**What you are asked to do:**
Extract the rows word for word, starting at the very first row and ending at the row containing "M 26 188 L 47", with both of those rows included.

**Data supplied:**
-*-*-

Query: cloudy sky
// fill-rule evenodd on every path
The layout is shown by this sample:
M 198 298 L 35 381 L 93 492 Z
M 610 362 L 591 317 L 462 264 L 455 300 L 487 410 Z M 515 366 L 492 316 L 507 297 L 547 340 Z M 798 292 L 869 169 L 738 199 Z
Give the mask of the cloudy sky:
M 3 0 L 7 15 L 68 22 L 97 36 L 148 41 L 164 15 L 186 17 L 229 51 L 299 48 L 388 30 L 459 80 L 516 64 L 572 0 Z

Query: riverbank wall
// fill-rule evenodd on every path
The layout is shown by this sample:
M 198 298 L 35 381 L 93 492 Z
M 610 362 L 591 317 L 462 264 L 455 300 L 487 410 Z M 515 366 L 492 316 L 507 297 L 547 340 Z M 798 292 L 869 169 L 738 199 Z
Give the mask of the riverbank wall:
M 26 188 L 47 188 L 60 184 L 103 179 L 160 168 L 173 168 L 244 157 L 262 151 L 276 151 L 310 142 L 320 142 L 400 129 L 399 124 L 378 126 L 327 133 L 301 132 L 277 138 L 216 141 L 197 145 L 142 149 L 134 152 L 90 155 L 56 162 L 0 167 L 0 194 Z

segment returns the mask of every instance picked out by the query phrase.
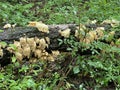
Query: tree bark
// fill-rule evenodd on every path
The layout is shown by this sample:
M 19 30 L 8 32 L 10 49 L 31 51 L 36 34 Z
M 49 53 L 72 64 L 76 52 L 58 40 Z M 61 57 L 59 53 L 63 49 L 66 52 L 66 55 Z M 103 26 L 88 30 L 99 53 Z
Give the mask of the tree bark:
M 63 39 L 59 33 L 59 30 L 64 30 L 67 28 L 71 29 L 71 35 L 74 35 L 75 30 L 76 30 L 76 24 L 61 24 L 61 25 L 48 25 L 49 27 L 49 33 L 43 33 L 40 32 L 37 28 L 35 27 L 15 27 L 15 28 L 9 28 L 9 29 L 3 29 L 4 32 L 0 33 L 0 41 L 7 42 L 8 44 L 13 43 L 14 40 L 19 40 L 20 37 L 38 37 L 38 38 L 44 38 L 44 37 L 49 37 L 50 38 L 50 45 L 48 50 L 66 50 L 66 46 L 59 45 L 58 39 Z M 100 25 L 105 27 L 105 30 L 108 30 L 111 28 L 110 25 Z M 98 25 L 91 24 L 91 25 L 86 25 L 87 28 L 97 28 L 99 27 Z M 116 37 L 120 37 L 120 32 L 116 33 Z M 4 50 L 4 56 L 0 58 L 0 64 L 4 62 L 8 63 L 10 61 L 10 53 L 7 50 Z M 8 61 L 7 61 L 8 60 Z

-*-*-

**Written response:**
Query: cloudy sky
// fill-rule evenodd on every path
The layout is shown by this sample:
M 198 298 L 35 381 L 93 492 Z
M 610 362 L 591 317 L 462 264 L 455 300 L 487 410 Z M 515 366 L 492 316 L 507 297 L 547 340 Z M 798 292 L 869 169 L 738 199 Z
Give the mask of the cloudy sky:
M 3 0 L 7 15 L 68 22 L 97 36 L 148 41 L 164 15 L 186 17 L 229 51 L 299 48 L 388 30 L 459 80 L 516 64 L 572 0 Z

Query: riverbank wall
// fill-rule evenodd on every path
The layout is shown by this sample:
M 198 298 L 35 381 L 93 492 Z
M 610 362 L 591 317 L 462 264 L 455 300 L 487 410 Z M 515 366 L 492 316 L 507 297 L 547 340 Z M 798 292 L 869 169 L 738 199 Z
Give the mask of the riverbank wall:
M 26 188 L 47 188 L 60 184 L 103 179 L 160 168 L 173 168 L 244 157 L 262 151 L 276 151 L 310 142 L 320 142 L 400 129 L 399 124 L 378 126 L 327 133 L 301 132 L 277 138 L 216 141 L 197 145 L 142 149 L 134 152 L 90 155 L 56 162 L 0 167 L 0 194 Z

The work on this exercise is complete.